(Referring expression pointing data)
+--
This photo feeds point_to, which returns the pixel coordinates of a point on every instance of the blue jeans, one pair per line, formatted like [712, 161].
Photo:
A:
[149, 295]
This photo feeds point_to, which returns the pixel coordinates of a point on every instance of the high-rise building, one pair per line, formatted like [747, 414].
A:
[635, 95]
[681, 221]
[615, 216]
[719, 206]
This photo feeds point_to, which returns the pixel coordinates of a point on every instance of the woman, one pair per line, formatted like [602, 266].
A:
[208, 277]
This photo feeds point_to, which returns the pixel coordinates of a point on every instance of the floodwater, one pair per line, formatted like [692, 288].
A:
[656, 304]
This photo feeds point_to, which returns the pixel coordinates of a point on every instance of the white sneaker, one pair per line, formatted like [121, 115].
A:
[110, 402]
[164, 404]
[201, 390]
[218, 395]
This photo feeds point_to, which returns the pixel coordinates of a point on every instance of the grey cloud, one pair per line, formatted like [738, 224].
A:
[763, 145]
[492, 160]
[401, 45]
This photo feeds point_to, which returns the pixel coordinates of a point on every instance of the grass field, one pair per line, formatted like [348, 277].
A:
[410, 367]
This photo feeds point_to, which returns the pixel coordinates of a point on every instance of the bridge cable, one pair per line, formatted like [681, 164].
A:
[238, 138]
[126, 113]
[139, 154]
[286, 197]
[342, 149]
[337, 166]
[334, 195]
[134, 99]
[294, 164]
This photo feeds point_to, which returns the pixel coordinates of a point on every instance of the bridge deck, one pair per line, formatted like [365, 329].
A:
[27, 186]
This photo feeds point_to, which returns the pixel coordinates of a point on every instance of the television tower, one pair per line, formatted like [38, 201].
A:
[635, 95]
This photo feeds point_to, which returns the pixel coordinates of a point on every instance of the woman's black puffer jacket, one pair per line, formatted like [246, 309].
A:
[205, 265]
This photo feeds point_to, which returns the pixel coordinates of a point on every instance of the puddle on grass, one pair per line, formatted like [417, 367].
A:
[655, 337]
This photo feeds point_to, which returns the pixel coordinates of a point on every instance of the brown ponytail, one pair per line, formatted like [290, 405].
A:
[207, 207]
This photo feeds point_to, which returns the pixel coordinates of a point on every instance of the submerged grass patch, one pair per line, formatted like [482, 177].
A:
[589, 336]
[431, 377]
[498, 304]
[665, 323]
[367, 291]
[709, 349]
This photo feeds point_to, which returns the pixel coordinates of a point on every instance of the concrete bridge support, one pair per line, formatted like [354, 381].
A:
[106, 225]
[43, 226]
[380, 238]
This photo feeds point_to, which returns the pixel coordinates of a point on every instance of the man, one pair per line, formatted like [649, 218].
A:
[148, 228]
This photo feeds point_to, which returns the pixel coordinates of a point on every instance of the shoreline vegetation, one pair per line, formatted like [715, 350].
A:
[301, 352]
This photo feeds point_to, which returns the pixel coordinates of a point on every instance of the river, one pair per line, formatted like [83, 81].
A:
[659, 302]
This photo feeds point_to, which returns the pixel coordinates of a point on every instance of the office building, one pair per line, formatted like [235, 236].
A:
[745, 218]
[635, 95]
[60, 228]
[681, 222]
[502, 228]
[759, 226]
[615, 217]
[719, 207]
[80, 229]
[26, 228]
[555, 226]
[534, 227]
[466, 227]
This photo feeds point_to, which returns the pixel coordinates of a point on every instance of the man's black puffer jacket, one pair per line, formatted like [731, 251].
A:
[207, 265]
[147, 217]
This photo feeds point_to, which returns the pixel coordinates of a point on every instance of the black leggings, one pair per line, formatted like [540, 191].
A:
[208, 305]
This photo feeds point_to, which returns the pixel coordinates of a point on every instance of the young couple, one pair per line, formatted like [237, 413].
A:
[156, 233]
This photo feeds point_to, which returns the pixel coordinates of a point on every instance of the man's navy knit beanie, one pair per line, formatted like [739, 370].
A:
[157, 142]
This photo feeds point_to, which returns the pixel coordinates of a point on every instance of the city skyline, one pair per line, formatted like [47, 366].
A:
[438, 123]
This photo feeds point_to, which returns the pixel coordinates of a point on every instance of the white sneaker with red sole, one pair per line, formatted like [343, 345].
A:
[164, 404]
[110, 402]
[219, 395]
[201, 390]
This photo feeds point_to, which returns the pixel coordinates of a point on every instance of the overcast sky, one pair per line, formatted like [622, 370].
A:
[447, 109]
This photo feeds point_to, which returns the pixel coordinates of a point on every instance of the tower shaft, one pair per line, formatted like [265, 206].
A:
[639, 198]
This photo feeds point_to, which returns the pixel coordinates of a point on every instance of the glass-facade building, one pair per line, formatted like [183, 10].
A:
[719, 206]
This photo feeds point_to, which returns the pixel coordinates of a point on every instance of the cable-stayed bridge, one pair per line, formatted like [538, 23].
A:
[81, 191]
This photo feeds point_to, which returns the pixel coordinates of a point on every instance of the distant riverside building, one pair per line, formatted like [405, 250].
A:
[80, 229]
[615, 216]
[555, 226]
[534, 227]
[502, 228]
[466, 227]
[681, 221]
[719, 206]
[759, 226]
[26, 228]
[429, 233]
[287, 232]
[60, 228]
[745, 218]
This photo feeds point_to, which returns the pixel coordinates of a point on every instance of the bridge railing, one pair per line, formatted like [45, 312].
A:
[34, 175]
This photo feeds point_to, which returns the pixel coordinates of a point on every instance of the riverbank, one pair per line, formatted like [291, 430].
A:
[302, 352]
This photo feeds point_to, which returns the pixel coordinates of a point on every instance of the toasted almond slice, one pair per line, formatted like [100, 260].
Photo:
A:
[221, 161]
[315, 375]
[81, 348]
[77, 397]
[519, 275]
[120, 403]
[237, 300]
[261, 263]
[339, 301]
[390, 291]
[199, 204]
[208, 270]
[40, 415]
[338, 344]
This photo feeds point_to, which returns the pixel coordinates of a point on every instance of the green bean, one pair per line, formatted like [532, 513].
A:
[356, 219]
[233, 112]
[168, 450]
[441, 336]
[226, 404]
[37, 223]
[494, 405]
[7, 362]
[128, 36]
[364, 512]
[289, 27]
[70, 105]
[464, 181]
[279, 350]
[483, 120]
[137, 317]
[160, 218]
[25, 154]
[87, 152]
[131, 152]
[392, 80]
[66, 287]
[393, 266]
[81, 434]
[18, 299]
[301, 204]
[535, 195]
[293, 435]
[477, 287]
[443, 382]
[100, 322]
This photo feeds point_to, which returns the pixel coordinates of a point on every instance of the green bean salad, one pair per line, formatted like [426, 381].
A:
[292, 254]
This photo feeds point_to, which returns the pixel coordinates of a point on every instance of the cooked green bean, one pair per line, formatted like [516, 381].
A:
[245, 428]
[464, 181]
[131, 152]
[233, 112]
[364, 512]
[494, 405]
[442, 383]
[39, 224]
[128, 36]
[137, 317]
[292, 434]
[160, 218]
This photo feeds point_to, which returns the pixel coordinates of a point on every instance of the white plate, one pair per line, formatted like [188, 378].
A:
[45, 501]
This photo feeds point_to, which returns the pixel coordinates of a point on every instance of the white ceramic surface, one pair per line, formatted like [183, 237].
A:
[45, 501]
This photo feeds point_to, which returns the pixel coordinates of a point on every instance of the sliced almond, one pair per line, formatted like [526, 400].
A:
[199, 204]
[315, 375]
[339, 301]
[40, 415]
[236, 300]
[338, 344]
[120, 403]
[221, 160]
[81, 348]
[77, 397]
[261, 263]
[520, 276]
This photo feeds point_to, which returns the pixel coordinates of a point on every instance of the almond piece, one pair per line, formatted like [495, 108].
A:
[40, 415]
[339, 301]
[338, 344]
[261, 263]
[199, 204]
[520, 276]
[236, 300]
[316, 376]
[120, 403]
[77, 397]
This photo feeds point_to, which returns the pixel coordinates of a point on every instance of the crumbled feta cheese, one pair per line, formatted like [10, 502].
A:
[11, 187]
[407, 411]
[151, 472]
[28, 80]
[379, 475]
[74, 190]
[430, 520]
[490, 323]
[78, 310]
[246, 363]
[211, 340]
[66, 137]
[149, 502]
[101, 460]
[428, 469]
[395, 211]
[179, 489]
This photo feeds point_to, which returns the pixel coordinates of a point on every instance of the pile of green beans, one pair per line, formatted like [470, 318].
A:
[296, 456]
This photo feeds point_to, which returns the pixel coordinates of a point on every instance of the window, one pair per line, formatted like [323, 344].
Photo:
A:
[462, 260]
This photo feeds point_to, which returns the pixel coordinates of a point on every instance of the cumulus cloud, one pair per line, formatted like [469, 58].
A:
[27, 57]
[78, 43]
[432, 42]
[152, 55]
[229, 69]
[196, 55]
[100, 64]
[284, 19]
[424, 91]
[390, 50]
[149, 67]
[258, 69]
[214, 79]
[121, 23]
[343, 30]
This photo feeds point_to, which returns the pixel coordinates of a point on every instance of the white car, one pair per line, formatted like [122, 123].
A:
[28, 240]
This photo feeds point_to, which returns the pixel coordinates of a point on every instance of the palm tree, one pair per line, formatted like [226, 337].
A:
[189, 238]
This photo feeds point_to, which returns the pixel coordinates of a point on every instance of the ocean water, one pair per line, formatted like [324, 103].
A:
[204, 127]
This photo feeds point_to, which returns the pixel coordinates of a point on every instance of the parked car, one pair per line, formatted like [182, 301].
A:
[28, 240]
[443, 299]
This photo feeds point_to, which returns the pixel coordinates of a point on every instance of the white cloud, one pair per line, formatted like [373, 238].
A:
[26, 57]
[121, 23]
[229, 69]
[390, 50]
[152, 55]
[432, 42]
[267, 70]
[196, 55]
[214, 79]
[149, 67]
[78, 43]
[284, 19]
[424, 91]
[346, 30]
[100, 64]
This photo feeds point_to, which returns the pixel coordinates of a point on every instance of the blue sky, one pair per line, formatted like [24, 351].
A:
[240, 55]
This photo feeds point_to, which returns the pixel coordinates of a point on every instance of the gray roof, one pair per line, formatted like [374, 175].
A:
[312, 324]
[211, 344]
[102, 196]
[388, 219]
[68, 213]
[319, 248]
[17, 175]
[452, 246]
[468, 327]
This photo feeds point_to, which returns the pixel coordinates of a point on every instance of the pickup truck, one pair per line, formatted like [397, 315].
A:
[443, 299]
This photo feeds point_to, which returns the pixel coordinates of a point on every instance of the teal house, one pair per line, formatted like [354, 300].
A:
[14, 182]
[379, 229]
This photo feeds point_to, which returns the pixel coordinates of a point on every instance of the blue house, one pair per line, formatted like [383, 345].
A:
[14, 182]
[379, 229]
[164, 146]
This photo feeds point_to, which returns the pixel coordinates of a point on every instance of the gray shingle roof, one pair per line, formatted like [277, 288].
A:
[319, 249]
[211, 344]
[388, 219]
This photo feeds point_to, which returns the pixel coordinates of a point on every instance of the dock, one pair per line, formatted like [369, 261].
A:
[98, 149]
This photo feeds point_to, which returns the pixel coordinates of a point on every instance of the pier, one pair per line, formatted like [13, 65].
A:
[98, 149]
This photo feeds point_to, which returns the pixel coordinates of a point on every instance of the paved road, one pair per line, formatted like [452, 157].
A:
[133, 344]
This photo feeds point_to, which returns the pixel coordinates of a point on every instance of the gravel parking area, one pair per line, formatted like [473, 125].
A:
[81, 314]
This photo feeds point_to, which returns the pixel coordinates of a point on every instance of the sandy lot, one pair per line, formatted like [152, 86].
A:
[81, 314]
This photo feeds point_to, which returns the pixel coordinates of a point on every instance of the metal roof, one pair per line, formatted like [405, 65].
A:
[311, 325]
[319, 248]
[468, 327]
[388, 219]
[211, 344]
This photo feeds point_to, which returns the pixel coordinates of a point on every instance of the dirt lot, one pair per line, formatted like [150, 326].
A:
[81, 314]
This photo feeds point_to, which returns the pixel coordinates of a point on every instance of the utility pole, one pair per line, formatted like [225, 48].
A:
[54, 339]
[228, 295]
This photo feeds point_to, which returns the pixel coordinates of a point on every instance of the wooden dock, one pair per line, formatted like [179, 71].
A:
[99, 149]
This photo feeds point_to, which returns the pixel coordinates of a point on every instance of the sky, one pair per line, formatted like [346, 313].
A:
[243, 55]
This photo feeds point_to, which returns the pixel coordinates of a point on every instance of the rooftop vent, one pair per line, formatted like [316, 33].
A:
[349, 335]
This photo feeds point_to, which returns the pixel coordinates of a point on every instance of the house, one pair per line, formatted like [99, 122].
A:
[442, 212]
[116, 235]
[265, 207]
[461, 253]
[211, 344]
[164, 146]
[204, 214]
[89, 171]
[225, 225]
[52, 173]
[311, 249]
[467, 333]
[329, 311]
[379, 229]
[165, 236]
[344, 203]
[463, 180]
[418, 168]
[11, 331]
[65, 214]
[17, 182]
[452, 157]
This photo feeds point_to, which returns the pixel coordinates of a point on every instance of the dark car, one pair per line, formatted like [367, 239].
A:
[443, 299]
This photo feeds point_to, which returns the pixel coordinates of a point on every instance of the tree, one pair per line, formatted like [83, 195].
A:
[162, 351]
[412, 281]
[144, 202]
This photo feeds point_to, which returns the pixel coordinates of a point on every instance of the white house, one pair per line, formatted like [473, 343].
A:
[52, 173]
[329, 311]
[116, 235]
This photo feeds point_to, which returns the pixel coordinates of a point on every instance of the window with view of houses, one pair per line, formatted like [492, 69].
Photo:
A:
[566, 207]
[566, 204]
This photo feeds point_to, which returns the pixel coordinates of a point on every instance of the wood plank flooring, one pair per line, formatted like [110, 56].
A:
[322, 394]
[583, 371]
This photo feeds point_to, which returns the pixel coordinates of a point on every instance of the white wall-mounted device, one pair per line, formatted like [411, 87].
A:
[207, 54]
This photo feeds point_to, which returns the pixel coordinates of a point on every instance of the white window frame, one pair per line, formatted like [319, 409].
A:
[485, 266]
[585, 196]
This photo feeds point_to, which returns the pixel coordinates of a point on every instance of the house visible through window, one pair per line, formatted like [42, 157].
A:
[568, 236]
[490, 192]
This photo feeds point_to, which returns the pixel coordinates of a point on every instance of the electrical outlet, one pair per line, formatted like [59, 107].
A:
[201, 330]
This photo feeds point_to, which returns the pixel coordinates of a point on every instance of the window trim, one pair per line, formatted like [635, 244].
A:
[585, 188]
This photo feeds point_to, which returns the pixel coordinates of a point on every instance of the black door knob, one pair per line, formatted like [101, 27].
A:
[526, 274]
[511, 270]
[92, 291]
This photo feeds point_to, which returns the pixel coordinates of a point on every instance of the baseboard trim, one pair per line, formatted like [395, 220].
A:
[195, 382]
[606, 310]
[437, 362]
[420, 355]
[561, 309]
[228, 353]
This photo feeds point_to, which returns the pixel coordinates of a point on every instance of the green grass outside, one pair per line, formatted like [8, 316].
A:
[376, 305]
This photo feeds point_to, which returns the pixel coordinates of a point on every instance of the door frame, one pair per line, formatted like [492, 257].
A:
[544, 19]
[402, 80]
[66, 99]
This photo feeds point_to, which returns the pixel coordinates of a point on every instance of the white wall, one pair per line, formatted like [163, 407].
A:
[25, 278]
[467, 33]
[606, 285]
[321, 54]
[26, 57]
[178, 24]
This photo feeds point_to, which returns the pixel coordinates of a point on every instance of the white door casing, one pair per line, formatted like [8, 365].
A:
+--
What this task involves:
A count is needed of the lines in this data that contain "puffer"; give the number and no other text.

Answer section:
2